→ **Text block**:
══════════

# BMC dealers in Oregon



## poorasdirt (Apr 3, 2009)

It looks like there are two dealers in Oregon: Full Cycles in Corvallis and Galen Cycles in Roseburg. 

Does anyone here have experience with any of these guys? I'll be purchasing a Race Master SLX01 or Road Racer SL01 in Mid July. As a pretty new road rider I'm looking for a good LBS who can walk me through every step of the process... 

(I'm not interested in dealers outside of OR because I'd have to pay sales tax, so anyone in the WA area is out of the question for me).


----------



## tyro (May 15, 2005)

I think Portland Bicycle Studio is a dealer.


----------



## Jimi_Lee (May 3, 2006)

I like Full Cycles. They are easy to talk with and are pretty candid. They have a good relationship with a lot of the OSU race team as well.


----------



## SimeofPag (Jan 31, 2009)

yeah Full is a dealer


----------



## PSC (Mar 10, 2004)

Universal Cycles sell BMC. I used them for on line stuff with great service. The have a store in Portland.

══════════

→ **What you will do**:
A. In the entries, rewrite the part that opens with the line containing "The component shall return one point per instance of the cloud" and runs through the end of the entries, swapping "photograph" for "image" and leaving everything else unchanged. Omit the pictures from your answer.
B. Continue the forum thread about BMC dealers in Oregon from the point where it stops.

══════════

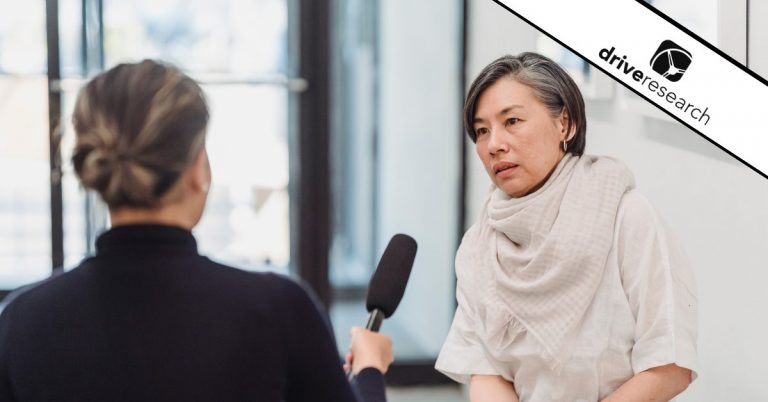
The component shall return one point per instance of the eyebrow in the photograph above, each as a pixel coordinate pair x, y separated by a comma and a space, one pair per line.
501, 112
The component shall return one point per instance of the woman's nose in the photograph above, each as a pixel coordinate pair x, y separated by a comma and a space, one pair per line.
496, 142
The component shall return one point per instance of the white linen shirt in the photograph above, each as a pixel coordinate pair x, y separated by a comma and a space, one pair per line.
643, 315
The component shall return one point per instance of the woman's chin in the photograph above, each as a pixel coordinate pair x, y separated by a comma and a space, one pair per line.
510, 188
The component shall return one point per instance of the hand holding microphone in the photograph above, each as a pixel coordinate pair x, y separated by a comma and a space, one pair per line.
386, 289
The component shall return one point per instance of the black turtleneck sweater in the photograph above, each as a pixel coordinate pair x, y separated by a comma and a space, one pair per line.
149, 319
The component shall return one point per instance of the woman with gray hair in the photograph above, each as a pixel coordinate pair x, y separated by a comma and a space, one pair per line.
570, 287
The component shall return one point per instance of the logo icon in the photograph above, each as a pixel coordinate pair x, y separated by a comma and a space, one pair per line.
671, 60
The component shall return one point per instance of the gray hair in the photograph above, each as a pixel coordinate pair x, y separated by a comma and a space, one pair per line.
551, 85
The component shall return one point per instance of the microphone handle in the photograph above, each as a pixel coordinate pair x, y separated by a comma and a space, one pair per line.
374, 320
374, 323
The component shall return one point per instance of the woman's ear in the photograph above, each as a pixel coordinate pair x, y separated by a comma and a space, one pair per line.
566, 130
200, 173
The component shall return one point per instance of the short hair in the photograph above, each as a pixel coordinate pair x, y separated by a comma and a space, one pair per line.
551, 85
137, 126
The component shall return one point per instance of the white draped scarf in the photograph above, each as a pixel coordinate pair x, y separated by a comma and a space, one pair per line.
543, 255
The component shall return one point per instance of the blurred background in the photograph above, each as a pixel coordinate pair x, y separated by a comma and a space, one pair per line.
337, 124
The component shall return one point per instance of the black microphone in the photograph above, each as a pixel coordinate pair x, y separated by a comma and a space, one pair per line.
388, 281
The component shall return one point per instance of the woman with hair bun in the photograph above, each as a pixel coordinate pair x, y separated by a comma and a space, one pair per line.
147, 317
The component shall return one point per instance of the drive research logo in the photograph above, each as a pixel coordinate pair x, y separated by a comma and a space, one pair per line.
668, 62
671, 60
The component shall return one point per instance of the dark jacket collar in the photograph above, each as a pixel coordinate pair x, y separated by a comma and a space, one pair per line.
146, 237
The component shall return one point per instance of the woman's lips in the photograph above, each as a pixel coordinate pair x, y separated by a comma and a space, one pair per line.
504, 169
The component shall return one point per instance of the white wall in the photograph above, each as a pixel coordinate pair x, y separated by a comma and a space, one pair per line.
717, 207
419, 159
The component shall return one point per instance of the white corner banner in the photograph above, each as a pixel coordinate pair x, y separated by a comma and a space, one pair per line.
665, 65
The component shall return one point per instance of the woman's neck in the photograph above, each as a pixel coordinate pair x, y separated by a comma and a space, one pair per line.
167, 215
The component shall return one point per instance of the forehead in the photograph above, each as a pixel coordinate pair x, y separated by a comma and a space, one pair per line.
504, 93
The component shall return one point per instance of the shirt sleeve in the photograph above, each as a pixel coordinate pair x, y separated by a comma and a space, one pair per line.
369, 384
660, 287
463, 354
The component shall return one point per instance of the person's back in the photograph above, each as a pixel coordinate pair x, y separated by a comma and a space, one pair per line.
147, 318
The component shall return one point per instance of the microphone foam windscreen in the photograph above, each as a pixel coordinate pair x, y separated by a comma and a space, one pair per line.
388, 282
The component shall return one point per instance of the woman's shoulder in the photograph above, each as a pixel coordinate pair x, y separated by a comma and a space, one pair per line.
636, 213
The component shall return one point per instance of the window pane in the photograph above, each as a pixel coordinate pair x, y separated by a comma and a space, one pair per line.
25, 235
240, 37
246, 217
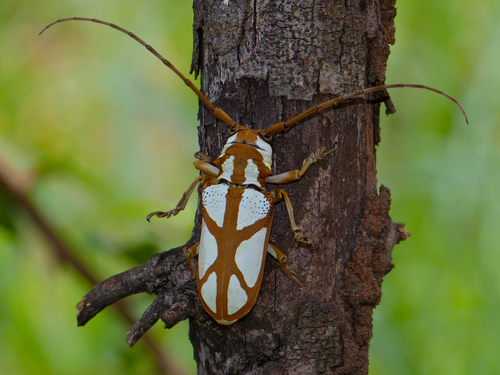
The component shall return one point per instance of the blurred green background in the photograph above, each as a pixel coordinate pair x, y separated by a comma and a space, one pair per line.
99, 132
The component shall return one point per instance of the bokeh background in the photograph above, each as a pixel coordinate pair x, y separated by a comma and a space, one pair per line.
99, 133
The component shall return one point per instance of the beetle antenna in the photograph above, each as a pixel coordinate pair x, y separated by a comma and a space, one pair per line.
284, 126
217, 112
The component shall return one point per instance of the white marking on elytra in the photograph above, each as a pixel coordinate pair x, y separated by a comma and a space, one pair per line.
236, 296
271, 251
214, 201
207, 252
209, 292
227, 169
252, 173
249, 256
253, 207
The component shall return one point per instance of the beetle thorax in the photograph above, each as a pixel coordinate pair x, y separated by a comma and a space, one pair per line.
246, 159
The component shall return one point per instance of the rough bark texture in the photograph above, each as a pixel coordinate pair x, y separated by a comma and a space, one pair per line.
266, 61
263, 62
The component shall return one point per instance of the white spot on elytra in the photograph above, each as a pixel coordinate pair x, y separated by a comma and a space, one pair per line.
253, 207
236, 296
214, 201
207, 251
209, 292
249, 256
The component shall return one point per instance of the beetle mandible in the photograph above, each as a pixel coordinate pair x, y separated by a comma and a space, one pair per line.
237, 210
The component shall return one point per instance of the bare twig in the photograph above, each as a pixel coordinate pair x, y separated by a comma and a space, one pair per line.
16, 190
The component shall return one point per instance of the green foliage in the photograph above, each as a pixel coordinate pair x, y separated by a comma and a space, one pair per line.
439, 311
105, 132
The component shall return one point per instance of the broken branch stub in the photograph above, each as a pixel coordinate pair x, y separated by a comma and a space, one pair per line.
165, 274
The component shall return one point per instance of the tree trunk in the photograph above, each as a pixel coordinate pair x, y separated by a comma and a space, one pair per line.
264, 62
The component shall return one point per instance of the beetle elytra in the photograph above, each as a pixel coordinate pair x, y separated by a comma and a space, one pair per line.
237, 210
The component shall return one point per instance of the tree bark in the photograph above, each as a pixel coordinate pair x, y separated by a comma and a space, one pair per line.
264, 62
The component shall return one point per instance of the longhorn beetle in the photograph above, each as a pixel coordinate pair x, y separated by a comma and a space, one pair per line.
237, 210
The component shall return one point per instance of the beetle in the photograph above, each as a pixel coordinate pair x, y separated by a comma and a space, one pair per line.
237, 210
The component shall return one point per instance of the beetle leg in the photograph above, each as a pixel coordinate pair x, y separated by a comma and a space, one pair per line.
283, 263
296, 174
190, 254
181, 205
206, 167
280, 194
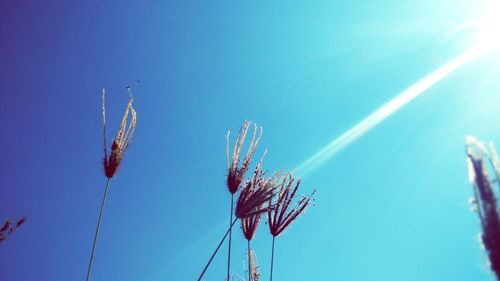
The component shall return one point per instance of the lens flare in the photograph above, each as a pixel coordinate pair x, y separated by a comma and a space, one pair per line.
338, 144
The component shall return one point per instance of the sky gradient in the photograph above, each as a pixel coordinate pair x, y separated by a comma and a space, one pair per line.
392, 205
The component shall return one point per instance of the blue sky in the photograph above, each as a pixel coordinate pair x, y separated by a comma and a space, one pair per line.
390, 206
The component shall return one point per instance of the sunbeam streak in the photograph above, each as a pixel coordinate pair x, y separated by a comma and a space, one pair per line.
338, 144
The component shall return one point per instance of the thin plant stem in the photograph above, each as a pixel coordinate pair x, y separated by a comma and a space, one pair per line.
249, 269
272, 260
97, 230
217, 249
230, 234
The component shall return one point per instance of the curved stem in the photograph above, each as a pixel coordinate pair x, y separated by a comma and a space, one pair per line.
216, 250
97, 230
272, 260
230, 234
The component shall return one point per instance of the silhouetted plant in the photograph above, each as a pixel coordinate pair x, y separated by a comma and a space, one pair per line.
112, 163
253, 201
283, 213
485, 201
236, 172
9, 227
255, 198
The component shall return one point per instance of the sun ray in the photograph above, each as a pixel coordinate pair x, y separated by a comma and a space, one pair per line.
378, 116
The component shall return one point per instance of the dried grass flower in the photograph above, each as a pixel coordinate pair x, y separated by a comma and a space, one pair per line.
122, 140
256, 194
485, 201
283, 214
235, 171
9, 227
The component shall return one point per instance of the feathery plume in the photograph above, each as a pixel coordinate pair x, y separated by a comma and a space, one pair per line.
256, 195
484, 197
235, 174
9, 227
122, 140
280, 217
111, 164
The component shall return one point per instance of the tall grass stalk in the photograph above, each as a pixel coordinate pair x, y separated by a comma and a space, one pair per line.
112, 162
485, 201
236, 172
217, 249
97, 230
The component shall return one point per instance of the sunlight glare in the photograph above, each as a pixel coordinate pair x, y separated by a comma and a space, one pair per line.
385, 111
489, 25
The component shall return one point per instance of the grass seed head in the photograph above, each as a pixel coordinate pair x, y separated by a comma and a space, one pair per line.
255, 195
235, 171
122, 140
485, 201
282, 214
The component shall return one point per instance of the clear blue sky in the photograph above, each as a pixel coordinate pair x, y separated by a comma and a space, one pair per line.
391, 206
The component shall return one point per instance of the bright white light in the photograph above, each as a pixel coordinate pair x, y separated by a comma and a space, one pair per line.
385, 111
489, 25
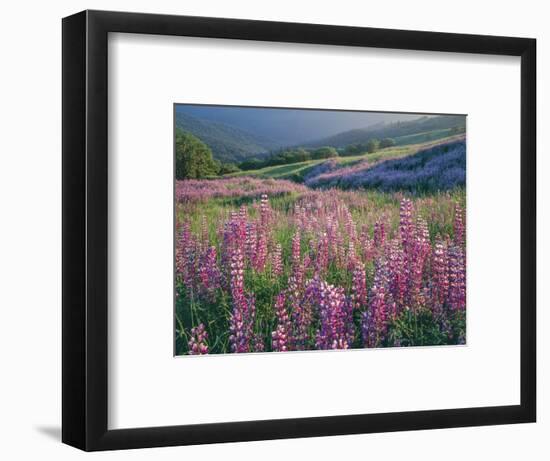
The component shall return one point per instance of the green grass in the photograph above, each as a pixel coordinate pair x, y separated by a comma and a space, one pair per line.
427, 136
366, 207
297, 171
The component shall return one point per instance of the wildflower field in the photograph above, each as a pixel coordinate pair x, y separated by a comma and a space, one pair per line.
347, 259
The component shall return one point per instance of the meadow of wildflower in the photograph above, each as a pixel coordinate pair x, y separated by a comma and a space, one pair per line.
270, 265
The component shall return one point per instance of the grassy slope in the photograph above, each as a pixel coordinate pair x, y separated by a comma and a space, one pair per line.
297, 171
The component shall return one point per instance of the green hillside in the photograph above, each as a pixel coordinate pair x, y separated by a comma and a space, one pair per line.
298, 171
228, 144
440, 124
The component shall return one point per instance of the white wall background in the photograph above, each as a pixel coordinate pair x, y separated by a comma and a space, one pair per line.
30, 243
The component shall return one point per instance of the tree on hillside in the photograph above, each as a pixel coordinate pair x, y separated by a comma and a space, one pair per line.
324, 152
373, 145
227, 168
387, 142
193, 157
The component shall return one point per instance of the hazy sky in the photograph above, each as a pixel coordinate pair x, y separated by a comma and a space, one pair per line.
291, 125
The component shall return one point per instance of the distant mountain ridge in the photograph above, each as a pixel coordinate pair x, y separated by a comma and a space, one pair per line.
228, 144
390, 130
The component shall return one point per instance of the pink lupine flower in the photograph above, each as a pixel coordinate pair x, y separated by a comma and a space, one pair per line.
186, 256
277, 261
440, 275
406, 227
241, 315
322, 259
198, 342
295, 256
359, 287
209, 273
374, 321
397, 274
335, 318
459, 225
281, 337
379, 233
457, 278
419, 251
261, 253
251, 242
302, 310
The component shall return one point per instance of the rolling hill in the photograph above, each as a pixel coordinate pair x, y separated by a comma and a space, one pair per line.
440, 125
312, 170
228, 144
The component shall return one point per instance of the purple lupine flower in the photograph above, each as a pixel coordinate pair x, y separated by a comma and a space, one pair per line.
277, 260
459, 225
397, 285
301, 310
186, 256
457, 278
295, 256
251, 242
321, 261
239, 323
359, 287
209, 274
379, 233
261, 253
198, 341
440, 276
406, 227
420, 249
281, 337
334, 314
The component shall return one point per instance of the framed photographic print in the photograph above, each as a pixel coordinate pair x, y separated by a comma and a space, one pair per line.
276, 230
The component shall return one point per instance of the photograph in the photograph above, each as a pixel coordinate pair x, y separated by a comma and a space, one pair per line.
310, 229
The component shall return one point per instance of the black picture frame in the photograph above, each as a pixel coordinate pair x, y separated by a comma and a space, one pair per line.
85, 221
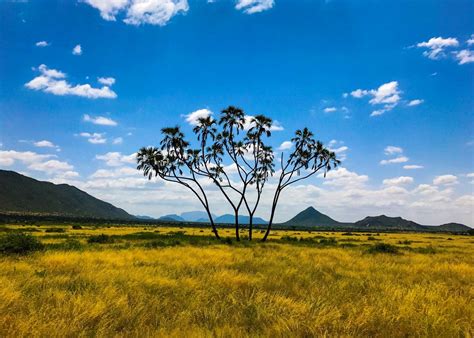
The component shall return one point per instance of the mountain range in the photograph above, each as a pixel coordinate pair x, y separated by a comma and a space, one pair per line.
200, 216
311, 217
23, 195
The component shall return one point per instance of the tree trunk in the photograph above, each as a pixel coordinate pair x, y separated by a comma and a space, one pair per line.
270, 222
250, 226
214, 229
237, 235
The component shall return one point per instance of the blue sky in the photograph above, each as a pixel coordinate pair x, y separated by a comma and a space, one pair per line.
383, 80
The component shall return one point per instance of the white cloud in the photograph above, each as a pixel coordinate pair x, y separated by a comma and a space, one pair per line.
344, 177
44, 143
464, 56
116, 159
388, 95
400, 159
51, 166
108, 8
94, 138
470, 41
276, 126
108, 81
437, 46
254, 6
117, 140
193, 117
415, 102
445, 180
77, 50
9, 157
402, 180
52, 81
285, 146
154, 12
139, 12
412, 166
42, 44
390, 150
338, 148
100, 120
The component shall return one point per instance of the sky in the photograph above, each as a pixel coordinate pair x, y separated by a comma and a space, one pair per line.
387, 85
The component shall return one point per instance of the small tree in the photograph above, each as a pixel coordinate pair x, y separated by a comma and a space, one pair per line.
239, 140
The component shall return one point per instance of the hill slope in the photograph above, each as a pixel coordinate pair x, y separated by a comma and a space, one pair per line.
22, 194
230, 219
383, 221
311, 217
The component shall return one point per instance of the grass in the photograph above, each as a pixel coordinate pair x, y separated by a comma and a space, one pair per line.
186, 283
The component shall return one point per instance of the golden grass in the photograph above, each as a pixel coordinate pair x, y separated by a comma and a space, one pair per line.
271, 289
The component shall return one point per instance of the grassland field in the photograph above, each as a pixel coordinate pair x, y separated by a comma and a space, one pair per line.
166, 281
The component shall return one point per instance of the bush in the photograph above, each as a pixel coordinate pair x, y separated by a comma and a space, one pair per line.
19, 243
72, 244
328, 241
383, 248
100, 239
60, 230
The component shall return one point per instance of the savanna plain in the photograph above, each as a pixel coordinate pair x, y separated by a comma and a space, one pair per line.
169, 281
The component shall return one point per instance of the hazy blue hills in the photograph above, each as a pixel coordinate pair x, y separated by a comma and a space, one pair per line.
230, 219
25, 195
383, 221
200, 216
311, 218
172, 218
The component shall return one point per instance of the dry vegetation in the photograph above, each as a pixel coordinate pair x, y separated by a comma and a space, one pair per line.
139, 282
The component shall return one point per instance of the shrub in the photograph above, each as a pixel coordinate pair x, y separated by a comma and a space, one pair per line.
383, 248
100, 239
328, 241
72, 244
55, 230
19, 243
289, 238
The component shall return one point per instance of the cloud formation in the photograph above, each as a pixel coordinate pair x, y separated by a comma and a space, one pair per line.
77, 50
100, 120
437, 46
94, 138
53, 82
254, 6
140, 12
388, 95
42, 44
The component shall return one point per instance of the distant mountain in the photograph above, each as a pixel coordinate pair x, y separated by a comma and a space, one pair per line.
311, 217
195, 216
144, 217
172, 217
22, 194
228, 218
456, 227
383, 221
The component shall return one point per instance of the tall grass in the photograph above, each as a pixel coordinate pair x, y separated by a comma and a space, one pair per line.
273, 289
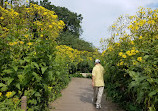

══════════

→ **Set of answers**:
A.
The component shall return one point per instance of the cloud formation in the image above, each as a pixel coordinate pair x, y separated by a comma and a space, one pair per line.
77, 50
100, 120
437, 46
94, 138
53, 82
254, 6
140, 12
388, 95
42, 44
The component shall return one point per instance of the distant mountain in the image above, each as a pixel coordinate pair x, y separated by a comma and a space, one pair per line.
311, 217
195, 216
144, 217
172, 217
22, 194
228, 218
456, 227
383, 221
The component shall return one point per instance of the tall grass in the image above, each as a pixel coordinate pair x, y separated by a comma and a space, one pair per line.
273, 289

B.
----------



## MarvinK (Feb 12, 2002)

Do people still buy BMC bikes?

They look cool, but both price and performance aren't impressive.


----------



## poorasdirt (Apr 3, 2009)

MarvinK said:


> Do people still buy BMC bikes?
> 
> They look cool, but both price and performance aren't impressive.


what do you mean? this would be my first serious road bike and i'd like to know everyones opinion on BMC.


----------



## tyro (May 15, 2005)

I've never heard anything but great things about them. A few of my pro racer buddies say that they are superb bikes. If you can, go ride one if you can and judge it for yourself.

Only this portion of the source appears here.